-- START OF Passage to read --

In the parable of the adulterous sisters, Jerusalem, capital of the nation of Judah, was designated as the younger sister, Aholibah, who followed in the footsteps of her older sister, Aholah, who represented Samaria, the capital of the northern kingdom of Israel (Ezekiel 23:4). After the fall of Samaria, Jerusalem was expected to heed God’s warning and turn back to him, but instead, Jerusalem became even more corrupt than Samaria by defiling God’s holy temple. The result was alienation from God and isolation from his messengers, the prophets Jeremiah and Ezekiel.

In the parable, Ezekiel was told, “And when her sister Aholibah saw this, she was more corrupt in her inordinate love than she…She doted upon the Assyrians her neighbors, captains and rulers clothed most gorgeously, horsemen riding upon horses, all of them desirable young men” (Ezekiel 23:11-12). Jerusalem’s reliance on military strength rather than God’s protection was evident when king Jehoiakim paid tribute or ransom money in order to receive protection from Pharaoh-nechoh of Egypt (2 Kings 23:35). In the end, king Hezekiah of Judah invited the Babylonians to view the treasures of his kingdom which were later taken by king Nebuchadnezzar (2 Kings 20:13; Ezekiel 23:16).

-- END OF Passage to read --
-- START OF Data shown --

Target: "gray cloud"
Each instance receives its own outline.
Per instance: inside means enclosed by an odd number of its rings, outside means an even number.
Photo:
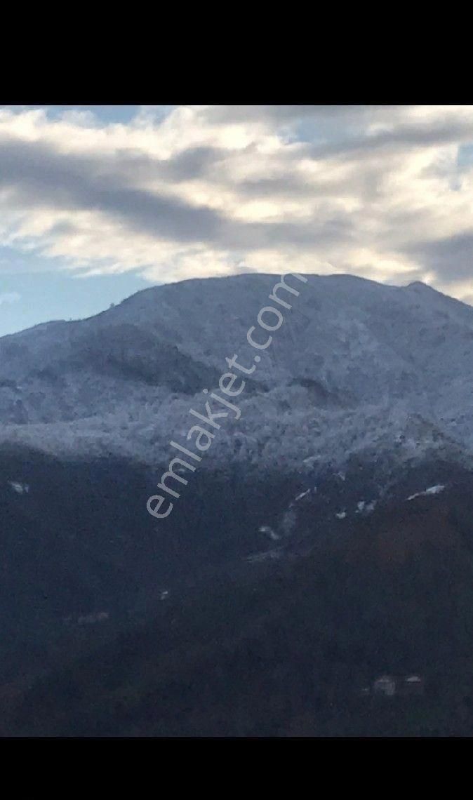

-- END OF Data shown --

- Challenges
a) Decide whether each statement below agrees with the passage on the parable of the adulterous sisters, and answer yes or no with the deciding words of that passage quoted exactly: (i) Aholah stood for Samaria; (ii) King Jehoiakim paid tribute to the Babylonians for protection; (iii) after Samaria fell, Jerusalem became less corrupt than Samaria.
b) Carry on the passage on the parable of the adulterous sisters from the point where it stops.

- Answers given
a)
(i) Yes: "her older sister, Aholah, who represented Samaria"
(ii) No: "paid tribute or ransom money in order to receive protection from Pharaoh-nechoh of Egypt"
(iii) No: "Jerusalem became even more corrupt than Samaria by defiling God’s holy temple"

b)
Too late

On August 14, 591 B.C., “certain of the elders of Israel came to inquire of the LORD” (Ezekiel 20:1). At that time, the fall of Jerusalem was inevitable and king Zedekiah’s plan to escape into the desert was most likely already in place. The elders of Israel may have been hoping that Ezekiel would give them an alternative to what they had already heard from the prophet Jeremiah. The fact that they went to see Ezekiel while he was being held captive in Babylon suggests that the elders of Israel were expecting Ezekiel to be aware of the current situation in Jerusalem and was able to tell them what to do even though he had been in captivity for more that seven years. Otherwise, there would have been no point for the elders to travel such a long distance to get his advice.

Unfortunately, the elders of Israel were disappointed when they arrived. Instead of receiving the latest news from God’s appointed messenger, the elders of Israel were told it was too late for them to seek God’s counsel, their judgment was already sealed and God would not reconsider his sentence against them (Ezekiel 20:31). Ezekiel was instructed to pronounce sentence against them and was told exactly what to say so that the elders of Israel would realize time had run out and Jerusalem would soon be destroyed.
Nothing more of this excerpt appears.